-- Listed entries start --
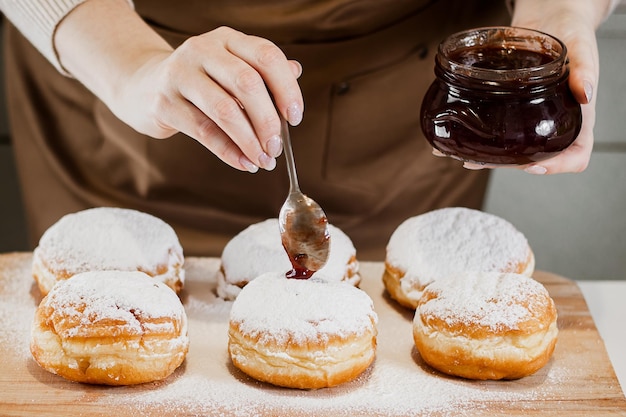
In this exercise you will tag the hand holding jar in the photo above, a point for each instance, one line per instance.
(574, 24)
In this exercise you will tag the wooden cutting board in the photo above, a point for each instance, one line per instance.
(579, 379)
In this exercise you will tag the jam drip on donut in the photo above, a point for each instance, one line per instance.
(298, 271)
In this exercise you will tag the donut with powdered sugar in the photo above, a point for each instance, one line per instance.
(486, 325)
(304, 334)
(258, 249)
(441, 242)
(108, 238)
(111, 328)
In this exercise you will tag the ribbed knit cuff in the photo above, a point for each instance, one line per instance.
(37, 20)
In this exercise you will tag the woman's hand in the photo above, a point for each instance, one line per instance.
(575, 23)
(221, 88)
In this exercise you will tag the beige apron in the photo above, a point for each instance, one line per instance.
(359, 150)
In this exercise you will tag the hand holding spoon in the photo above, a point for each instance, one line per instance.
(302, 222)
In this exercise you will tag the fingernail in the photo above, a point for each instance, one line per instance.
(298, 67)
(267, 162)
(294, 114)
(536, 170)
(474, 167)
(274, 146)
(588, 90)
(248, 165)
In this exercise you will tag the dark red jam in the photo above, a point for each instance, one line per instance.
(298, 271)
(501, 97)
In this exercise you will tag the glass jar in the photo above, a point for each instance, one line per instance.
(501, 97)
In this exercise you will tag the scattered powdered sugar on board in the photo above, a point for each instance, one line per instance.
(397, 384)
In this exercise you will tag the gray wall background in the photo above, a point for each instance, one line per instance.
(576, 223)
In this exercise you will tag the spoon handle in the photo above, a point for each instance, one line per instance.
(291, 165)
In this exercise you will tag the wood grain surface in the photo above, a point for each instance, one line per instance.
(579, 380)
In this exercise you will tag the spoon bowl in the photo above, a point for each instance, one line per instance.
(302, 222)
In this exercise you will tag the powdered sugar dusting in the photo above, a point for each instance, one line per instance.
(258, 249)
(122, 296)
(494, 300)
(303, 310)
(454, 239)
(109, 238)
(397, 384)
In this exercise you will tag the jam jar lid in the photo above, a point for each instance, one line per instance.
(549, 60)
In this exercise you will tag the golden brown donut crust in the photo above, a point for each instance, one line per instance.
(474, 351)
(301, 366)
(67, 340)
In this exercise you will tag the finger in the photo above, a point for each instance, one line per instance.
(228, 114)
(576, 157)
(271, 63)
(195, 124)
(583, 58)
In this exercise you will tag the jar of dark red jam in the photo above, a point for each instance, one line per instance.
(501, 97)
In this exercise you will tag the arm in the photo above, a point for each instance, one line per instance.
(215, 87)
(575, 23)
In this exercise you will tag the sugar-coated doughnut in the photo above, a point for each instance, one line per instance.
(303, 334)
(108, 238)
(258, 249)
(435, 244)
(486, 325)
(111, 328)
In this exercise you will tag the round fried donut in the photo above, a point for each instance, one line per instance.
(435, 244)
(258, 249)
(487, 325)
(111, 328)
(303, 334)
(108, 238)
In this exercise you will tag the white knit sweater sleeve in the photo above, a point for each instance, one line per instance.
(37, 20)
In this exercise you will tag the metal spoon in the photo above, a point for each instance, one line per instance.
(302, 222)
-- Listed entries end --
-- Listed entries start --
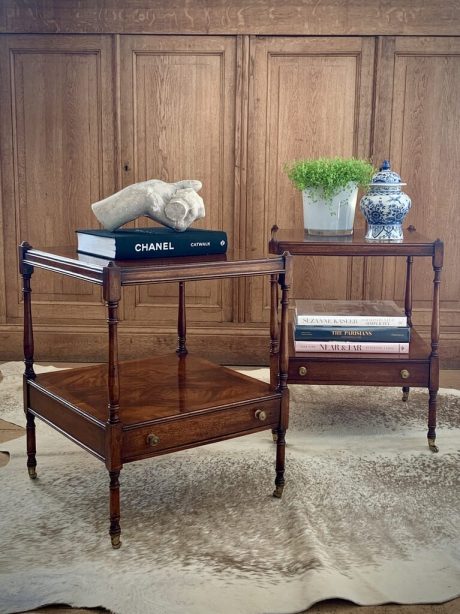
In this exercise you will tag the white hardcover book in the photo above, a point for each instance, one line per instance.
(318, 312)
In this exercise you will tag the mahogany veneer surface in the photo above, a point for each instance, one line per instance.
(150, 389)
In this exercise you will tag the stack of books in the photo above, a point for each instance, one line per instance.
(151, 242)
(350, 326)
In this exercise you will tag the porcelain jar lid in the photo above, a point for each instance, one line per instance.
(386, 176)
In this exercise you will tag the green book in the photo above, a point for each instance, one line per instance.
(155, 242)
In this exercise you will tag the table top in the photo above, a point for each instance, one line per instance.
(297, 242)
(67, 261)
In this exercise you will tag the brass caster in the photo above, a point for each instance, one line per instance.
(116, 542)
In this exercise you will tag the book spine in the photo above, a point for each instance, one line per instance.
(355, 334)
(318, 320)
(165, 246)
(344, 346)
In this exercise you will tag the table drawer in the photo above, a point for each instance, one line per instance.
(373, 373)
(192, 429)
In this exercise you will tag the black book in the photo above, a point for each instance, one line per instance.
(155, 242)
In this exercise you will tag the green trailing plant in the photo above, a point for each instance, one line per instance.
-- Listed entries end --
### Work to be completed:
Find every line in the listing that contains the word "white" and copy each one out in full.

### Answer to this exercise:
In this exercise you will tag the white knit sweater sleeve in the photo above, a point for each instance, one line per instance.
In this exercise you will tag the white hardcover book in the photo above, a point for each instance, one line per instance.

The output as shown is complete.